**Short task**
Every line below is to be quoted exactly, with nothing added or dropped.

**Rows**
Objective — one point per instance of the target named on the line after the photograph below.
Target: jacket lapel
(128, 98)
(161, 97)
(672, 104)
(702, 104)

**Response**
Objective — one point per instance of the target named on the line after the photograph below.
Target: jacket lapel
(128, 98)
(161, 97)
(672, 104)
(702, 104)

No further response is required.